(Natural-language object grounding data)

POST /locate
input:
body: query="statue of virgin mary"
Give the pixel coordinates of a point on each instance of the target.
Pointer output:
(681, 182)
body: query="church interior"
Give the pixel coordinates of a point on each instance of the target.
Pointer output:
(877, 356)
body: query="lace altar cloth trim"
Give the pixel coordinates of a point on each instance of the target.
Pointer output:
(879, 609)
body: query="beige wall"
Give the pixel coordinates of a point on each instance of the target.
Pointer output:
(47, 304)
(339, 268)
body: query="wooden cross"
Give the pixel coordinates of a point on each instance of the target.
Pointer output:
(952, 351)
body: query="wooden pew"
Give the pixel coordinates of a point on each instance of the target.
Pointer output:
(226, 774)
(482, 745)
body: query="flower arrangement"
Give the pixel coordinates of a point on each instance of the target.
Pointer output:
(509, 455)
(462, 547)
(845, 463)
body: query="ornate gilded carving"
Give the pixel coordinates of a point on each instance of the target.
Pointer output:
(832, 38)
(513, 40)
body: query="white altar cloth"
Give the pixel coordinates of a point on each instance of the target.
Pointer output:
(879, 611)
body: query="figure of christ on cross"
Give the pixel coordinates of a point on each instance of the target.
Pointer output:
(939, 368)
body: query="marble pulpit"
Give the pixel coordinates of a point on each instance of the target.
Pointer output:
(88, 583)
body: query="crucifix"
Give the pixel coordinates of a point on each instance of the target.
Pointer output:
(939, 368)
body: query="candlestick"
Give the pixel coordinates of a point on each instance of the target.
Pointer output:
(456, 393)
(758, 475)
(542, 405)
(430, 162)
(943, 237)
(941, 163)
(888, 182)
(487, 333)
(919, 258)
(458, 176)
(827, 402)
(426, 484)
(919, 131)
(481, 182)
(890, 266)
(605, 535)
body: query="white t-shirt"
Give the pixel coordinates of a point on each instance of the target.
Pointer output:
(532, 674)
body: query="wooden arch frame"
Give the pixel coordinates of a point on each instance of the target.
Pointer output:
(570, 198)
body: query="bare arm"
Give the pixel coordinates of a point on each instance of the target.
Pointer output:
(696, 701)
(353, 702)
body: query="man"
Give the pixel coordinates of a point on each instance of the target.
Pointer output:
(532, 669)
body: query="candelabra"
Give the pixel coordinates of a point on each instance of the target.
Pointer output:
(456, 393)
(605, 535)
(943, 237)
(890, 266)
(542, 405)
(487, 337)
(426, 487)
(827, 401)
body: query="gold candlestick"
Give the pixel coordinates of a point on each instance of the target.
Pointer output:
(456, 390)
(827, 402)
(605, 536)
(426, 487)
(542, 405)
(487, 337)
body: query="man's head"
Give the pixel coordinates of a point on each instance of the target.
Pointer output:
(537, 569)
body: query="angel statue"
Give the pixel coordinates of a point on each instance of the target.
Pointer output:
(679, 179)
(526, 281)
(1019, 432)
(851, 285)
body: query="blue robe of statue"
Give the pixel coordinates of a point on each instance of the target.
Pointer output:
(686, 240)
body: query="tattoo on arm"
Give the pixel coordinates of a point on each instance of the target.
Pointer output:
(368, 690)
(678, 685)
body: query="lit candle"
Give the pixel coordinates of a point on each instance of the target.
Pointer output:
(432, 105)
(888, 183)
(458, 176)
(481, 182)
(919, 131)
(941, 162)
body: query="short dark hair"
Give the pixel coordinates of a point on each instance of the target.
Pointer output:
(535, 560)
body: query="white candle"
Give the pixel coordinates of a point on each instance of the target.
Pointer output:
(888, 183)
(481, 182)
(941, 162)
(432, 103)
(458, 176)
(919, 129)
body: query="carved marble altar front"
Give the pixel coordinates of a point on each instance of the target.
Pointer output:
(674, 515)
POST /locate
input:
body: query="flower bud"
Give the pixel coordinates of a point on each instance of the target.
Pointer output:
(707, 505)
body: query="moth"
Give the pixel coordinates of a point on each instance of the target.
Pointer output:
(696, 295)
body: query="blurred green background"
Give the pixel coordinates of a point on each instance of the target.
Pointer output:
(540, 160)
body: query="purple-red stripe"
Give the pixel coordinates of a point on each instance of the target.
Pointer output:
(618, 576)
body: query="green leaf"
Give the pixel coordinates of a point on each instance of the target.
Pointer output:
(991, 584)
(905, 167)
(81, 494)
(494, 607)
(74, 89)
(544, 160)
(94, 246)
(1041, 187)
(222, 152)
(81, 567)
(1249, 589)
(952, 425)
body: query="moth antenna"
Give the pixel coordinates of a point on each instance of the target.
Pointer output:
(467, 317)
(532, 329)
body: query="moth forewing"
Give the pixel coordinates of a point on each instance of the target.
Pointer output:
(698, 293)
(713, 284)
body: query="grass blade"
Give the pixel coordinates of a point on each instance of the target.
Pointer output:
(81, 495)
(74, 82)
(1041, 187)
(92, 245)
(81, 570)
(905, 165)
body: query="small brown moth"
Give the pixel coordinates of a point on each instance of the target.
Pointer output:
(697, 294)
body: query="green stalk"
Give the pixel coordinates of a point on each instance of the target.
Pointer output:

*What the task requires:* Go through the records above, find each line with the string "flower", and copy it.

*Response to the exercise:*
body: query="flower arrangement"
body: query="flower bud"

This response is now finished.